── INFORMATION SUPPLIED ──

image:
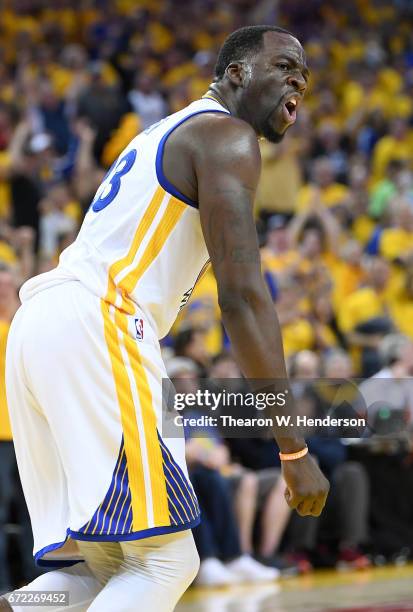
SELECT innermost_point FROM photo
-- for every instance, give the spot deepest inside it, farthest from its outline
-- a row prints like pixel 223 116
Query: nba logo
pixel 139 328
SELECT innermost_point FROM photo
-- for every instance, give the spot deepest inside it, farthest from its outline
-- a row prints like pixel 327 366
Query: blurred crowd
pixel 334 215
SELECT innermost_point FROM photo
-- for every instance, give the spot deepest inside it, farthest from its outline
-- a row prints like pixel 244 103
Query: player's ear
pixel 238 74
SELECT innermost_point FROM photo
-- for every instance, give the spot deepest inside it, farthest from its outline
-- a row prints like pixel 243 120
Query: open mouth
pixel 290 110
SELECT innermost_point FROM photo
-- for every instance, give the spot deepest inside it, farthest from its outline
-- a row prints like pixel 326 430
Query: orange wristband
pixel 294 456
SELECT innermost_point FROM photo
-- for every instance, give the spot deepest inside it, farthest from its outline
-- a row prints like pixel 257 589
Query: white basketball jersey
pixel 141 243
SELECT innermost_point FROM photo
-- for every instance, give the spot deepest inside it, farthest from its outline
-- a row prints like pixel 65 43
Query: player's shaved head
pixel 241 44
pixel 261 74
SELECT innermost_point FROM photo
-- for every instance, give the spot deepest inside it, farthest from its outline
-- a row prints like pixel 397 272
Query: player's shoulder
pixel 222 134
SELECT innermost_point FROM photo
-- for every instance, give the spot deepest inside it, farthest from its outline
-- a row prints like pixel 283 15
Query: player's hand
pixel 307 487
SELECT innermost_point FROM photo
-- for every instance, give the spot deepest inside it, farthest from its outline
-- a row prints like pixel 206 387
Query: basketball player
pixel 84 367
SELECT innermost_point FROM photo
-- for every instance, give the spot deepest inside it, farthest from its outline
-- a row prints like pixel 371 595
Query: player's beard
pixel 270 134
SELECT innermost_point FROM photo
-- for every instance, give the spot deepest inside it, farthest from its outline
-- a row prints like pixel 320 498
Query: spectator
pixel 146 101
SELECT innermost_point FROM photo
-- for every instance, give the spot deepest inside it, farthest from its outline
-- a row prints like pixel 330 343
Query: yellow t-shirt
pixel 5 429
pixel 281 179
pixel 395 242
pixel 330 196
pixel 297 336
pixel 389 148
pixel 401 312
pixel 358 308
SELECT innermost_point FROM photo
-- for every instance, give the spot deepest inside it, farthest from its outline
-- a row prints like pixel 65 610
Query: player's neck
pixel 223 93
pixel 224 96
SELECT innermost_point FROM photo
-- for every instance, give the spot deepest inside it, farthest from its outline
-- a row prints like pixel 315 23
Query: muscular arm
pixel 227 181
pixel 226 162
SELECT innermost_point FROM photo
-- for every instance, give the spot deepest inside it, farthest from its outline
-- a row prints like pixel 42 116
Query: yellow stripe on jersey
pixel 129 424
pixel 170 218
pixel 111 498
pixel 140 233
pixel 154 453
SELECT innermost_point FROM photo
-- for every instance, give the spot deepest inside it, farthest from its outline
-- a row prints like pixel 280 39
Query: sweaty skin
pixel 215 159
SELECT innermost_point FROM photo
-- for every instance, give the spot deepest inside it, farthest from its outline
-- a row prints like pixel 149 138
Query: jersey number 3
pixel 110 186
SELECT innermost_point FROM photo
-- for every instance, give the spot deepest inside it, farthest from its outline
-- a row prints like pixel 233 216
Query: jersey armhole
pixel 162 180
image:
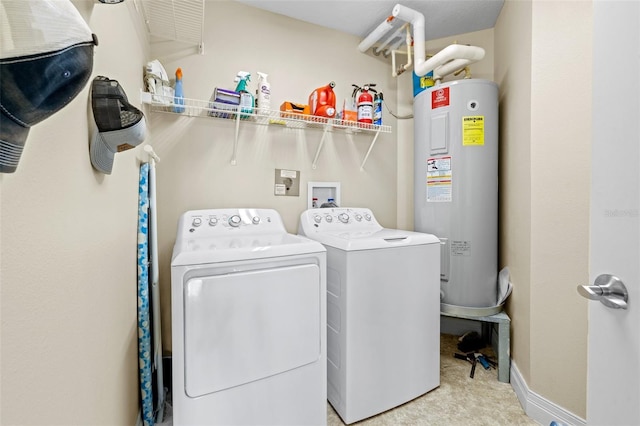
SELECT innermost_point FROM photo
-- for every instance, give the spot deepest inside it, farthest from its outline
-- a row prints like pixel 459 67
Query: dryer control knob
pixel 235 221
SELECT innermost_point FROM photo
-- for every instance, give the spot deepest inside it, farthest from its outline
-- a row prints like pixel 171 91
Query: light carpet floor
pixel 458 401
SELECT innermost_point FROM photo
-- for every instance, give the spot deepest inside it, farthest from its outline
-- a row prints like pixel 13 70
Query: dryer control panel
pixel 338 219
pixel 224 222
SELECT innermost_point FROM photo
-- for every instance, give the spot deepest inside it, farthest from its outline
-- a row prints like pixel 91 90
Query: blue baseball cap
pixel 46 59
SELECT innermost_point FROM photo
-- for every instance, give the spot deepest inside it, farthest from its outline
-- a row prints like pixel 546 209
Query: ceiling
pixel 443 18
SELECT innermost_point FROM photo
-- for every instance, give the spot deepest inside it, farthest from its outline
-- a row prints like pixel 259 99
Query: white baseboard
pixel 538 408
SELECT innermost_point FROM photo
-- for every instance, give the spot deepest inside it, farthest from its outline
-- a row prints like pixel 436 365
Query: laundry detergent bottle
pixel 178 99
pixel 322 101
pixel 263 95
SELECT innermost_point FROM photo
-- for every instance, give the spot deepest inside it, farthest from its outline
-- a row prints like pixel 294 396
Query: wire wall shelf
pixel 179 20
pixel 208 109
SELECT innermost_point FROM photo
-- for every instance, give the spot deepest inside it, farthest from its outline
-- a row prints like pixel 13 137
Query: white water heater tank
pixel 456 186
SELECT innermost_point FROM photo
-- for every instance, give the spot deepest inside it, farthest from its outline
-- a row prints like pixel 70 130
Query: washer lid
pixel 242 247
pixel 382 239
pixel 348 228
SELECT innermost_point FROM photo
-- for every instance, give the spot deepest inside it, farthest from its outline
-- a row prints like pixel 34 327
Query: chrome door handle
pixel 608 289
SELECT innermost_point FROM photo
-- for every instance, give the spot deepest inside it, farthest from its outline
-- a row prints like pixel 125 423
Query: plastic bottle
pixel 178 98
pixel 246 98
pixel 323 101
pixel 263 94
pixel 365 104
pixel 377 109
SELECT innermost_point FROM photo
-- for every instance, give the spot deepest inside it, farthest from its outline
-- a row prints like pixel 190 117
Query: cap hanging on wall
pixel 119 126
pixel 46 59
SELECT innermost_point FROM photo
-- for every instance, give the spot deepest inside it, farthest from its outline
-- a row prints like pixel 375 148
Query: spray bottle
pixel 178 98
pixel 263 94
pixel 246 98
pixel 377 109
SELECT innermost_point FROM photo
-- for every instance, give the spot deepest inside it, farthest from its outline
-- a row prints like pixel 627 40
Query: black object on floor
pixel 470 342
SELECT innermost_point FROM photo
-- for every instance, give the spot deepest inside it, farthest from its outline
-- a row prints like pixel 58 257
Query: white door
pixel 613 382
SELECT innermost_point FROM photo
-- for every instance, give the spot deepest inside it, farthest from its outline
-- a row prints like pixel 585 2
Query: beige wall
pixel 543 66
pixel 68 259
pixel 561 84
pixel 513 74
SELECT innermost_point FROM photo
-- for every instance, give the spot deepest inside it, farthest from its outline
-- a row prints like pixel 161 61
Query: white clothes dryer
pixel 248 321
pixel 383 311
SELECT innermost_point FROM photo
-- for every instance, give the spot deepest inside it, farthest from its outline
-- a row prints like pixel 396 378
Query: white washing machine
pixel 248 321
pixel 383 311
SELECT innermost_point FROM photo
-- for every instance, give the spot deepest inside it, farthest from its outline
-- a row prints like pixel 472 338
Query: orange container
pixel 323 101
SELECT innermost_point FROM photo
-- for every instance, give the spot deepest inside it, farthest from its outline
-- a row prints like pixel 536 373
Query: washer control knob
pixel 235 221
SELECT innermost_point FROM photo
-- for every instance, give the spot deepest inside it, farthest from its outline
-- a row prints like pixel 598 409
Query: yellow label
pixel 473 130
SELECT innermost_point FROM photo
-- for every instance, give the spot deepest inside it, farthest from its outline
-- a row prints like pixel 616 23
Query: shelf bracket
pixel 315 159
pixel 370 148
pixel 235 141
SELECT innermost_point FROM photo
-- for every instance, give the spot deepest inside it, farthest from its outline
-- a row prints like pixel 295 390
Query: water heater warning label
pixel 440 98
pixel 460 248
pixel 439 179
pixel 473 130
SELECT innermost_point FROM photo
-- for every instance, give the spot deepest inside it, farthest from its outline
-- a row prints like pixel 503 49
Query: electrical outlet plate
pixel 323 191
pixel 287 182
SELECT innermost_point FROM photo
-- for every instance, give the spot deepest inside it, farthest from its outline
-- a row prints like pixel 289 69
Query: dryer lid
pixel 198 251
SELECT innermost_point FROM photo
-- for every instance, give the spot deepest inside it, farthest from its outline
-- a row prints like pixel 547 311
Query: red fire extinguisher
pixel 364 103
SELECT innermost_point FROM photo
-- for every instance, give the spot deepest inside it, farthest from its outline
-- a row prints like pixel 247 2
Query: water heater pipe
pixel 376 34
pixel 448 60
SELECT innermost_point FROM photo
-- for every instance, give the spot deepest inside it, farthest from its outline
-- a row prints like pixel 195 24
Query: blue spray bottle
pixel 246 98
pixel 178 98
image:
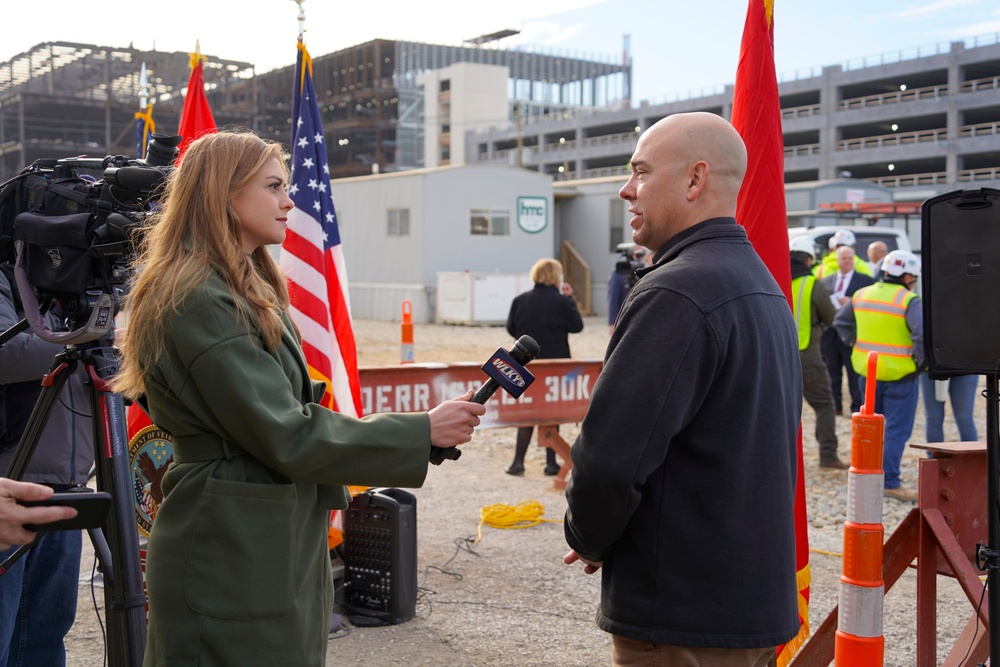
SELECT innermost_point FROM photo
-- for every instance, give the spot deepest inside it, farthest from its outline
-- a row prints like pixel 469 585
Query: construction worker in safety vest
pixel 828 266
pixel 887 318
pixel 813 309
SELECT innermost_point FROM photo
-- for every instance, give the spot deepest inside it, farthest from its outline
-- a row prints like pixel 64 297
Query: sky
pixel 679 49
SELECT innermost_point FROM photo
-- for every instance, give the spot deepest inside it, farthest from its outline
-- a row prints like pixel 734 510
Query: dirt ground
pixel 506 599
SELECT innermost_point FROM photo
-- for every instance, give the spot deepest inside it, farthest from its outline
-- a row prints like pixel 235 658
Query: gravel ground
pixel 507 599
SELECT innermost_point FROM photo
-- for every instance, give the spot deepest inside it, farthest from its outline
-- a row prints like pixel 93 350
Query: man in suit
pixel 842 286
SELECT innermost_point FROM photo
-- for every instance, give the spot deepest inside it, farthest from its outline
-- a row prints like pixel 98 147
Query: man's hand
pixel 13 516
pixel 589 567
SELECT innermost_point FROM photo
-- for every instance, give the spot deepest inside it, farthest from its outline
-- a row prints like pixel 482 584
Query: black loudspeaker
pixel 380 557
pixel 960 239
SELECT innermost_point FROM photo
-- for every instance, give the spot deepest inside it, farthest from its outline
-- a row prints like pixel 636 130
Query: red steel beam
pixel 560 393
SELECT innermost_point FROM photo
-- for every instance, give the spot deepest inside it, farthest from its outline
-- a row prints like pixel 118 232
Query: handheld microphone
pixel 506 369
pixel 522 351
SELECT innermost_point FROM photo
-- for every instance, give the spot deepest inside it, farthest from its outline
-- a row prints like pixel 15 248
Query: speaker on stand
pixel 380 557
pixel 960 243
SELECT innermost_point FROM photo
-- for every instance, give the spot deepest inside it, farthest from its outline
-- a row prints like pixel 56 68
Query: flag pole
pixel 302 20
pixel 144 117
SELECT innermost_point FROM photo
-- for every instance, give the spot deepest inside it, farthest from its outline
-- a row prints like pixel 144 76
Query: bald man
pixel 683 479
pixel 877 250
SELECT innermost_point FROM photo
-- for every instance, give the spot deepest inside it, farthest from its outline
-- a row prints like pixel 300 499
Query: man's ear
pixel 697 177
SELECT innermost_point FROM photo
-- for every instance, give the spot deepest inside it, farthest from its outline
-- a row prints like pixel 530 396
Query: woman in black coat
pixel 548 314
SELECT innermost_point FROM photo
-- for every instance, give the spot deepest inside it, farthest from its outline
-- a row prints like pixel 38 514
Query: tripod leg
pixel 124 597
pixel 52 384
pixel 62 367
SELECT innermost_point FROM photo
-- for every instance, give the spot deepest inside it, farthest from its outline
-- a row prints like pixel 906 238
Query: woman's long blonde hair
pixel 195 232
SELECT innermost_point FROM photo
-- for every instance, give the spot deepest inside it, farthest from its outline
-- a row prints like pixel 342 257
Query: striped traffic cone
pixel 406 348
pixel 859 641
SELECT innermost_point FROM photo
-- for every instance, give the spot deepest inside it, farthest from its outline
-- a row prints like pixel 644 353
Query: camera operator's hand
pixel 13 516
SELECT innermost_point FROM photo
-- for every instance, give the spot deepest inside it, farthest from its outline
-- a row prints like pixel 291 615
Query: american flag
pixel 312 256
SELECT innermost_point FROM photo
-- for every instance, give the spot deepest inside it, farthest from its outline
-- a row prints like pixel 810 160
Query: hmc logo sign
pixel 532 213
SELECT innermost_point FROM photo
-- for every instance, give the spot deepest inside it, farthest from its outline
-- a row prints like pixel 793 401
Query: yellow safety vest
pixel 801 302
pixel 880 316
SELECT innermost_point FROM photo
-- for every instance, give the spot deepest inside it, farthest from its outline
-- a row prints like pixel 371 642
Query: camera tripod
pixel 116 543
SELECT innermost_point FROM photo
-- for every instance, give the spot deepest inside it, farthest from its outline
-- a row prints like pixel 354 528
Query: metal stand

───

REQUIREMENT: Copy verbatim, from the listing above, each line from the one containing "Query: red steel beam" down to the one containing "-- a row prints like pixel 530 396", inclusive.

RESULT:
Query: red steel beam
pixel 560 393
SELECT innermost_point FROM photo
-- for every instance, give the spot deepest inside it, farthest from its outline
-- a row prints like pixel 118 232
Query: handheld microphone
pixel 506 369
pixel 522 351
SELECT innermost_point FROM photo
-- for every instance, give the spot deepest inside it, farthest from its outline
-- a row prints like pixel 15 248
Query: speaker on stand
pixel 380 557
pixel 960 243
SELECT innermost_point FROM photo
-- for every instance, give the spot deepest inside it, farthest from its outline
-- a row prints like pixel 56 68
Query: flag pole
pixel 302 20
pixel 144 117
SELECT innermost_point FROM photo
-- for every instance, give the spot deepest inside it, farthest from its outline
-- a row prints like pixel 144 76
Query: bald man
pixel 683 479
pixel 877 250
SELECT innermost_point FROM photo
-- for every instance, give the spot deepest inside it, farthest from its outline
-- a row prints like pixel 300 499
Query: man's ear
pixel 697 177
SELECT innermost_point FROM photo
-- for every instance, give the spot deepest inside it, farthest from its outline
-- a row prints like pixel 530 396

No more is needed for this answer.